● **Aim of the task**
Answer these questions from the letter to Dr Bekololari Ransome-Kuti:
(a) When was the framework for a Yoruba Constitution sent to the Nigeria Political Reform Conference in Abuja?
(b) On what programme did the writer appear to discuss the Constitution conference?
(c) In what year was General Charles De-Gaulle called on to save the French State?

● **Extract provided**
════════════════════
‘A letter to my Egbon, Dr Bekololari Ransome-Kuti (2)
By Kola Animashaun
Tribute From Oludotun Malomo
I am now seeing the fruits of your labour at the Yoruba Constitution Group along with other patriots coming to fruition. The work for self-determination, the frequent trips for the Igbimo Omo Oduduwa meetings in Ibadan.
It was a framework for a Yoruba Constitution, within or without the Nigerian state, which was sent to Nigeria Political Reform Conference in Abuja in early 2006 becoming the irreducible position for our Yoruba nationality in the nationalities conference, to save the fate of the Nigerian nation state.
The grievances in the land are so demanding that we have taken the road to Afghanistan rather the one to Denmark. Suicide bombings are now the order in a section of the polity, even the UN building in Abuja had not been spared, with precious lives lost. Security services formations have not been exempted from suicide bomb attacks.
If you remember, I made an appearance on Kaakaki, the early morning AIT discussion programme, to talk on then President Obasanjo Constitution conference, where I said I was not seeing the election of 2007, but something much deeper than that. Alas the restructuring attempt was aborted under the guise of A THIRD TERM ATTEMPT by the incumbent president.
In the course of the Kaakaki programme, I said in respect of Obasanjo, he had three choices waiting for him and his dear Nigeria: that he could choose to be a Marshal Tito, that partisan of 2nd world war who put together disparate set of people in Eastern Europe and rule them with iron hand, but on his passing, despite attempts at six co-presidencies, his Yugoslavia disintegrated in a bitter civil war.
A Comrade Breshenev, who on becoming the General Secretary of the Soviet party politburo, instituted glasnost that swept him out of power and broke up the Soviet State.
Finally, a General Charles De-Gaulle, a partisan of Free French movement of 2nd world war who was called on severally to save the French State in 1958. He gave the French a new constitution and new political order that the nation is still regaling in. My comprehension then was, the Obasanjo that I know would choose the De-Gaulle, model but the rest is recent history.
Election did take place in 2007 and power returned to the North with President’s Umar Musa Yar’Adua, erstwhile governor of Katsina State and junior brother who unfortunately lost his life in hasty circumstances in prison.
But mid-term to the new government the president took ill and the macabre dance of the Nigerian state were instituted that it took “a doctrine of necessity” whatever it is for the vice- president from South-south to be sworn in as acting president. Those who shot down Constitutional Conference revelled in their pyrrhic victory not ‘cunning’ of the saying “eepa para e, o ni o un pa aja”
In Nigeria, are we having a clash of civilisations as posited by Samuel Huntington, where cultural values of the different societies in our colonial amalgam are expressing themselves to unravel the exploiting existing order? Could it just be political decay, where existing political systems, and institutions are encouraging polarisation, thus becoming less legitimate?
Whatever it is, could this be the end of history for Nigeria as a nation state? Dear egbon, it is the national conference that the elite, have denied calling the past two decades, but now playing itself out in our daily occurrence, “iyan odun merin o si gbona feli feli”. Could this be end of history for Nigeria as a nation state?
════════════════════
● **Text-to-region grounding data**

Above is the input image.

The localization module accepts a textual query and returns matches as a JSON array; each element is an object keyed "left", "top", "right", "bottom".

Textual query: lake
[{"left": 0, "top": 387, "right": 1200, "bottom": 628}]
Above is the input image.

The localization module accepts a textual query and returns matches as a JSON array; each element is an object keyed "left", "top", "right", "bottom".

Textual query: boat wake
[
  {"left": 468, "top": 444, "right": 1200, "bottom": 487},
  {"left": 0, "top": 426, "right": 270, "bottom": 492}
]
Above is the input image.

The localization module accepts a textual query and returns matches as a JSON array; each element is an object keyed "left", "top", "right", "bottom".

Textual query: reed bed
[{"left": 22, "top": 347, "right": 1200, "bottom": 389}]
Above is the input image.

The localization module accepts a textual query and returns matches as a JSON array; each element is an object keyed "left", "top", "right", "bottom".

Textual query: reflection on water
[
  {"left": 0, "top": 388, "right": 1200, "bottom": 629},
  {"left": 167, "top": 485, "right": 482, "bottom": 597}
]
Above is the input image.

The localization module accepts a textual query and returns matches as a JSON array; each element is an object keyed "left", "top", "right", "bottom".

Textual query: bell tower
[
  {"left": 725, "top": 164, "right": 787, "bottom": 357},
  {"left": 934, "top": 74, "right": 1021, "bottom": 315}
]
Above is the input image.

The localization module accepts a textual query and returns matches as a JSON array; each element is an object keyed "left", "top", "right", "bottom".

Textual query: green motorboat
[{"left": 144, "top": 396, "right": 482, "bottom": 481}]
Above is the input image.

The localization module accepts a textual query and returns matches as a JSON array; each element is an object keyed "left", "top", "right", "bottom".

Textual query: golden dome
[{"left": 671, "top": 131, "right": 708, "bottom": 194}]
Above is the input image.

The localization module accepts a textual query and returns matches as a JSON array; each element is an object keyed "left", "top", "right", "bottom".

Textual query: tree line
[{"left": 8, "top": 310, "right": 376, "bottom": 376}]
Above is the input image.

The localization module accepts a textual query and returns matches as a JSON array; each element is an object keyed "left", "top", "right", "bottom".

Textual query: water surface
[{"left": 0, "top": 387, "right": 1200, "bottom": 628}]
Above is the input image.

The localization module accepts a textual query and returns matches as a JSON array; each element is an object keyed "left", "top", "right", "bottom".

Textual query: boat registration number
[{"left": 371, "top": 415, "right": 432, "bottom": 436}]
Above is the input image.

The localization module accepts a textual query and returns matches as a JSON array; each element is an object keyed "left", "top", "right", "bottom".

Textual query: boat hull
════════════════════
● **Result of the exercise**
(a) Early 2006.
(b) Kaakaki, the early morning AIT discussion programme.
(c) 1958.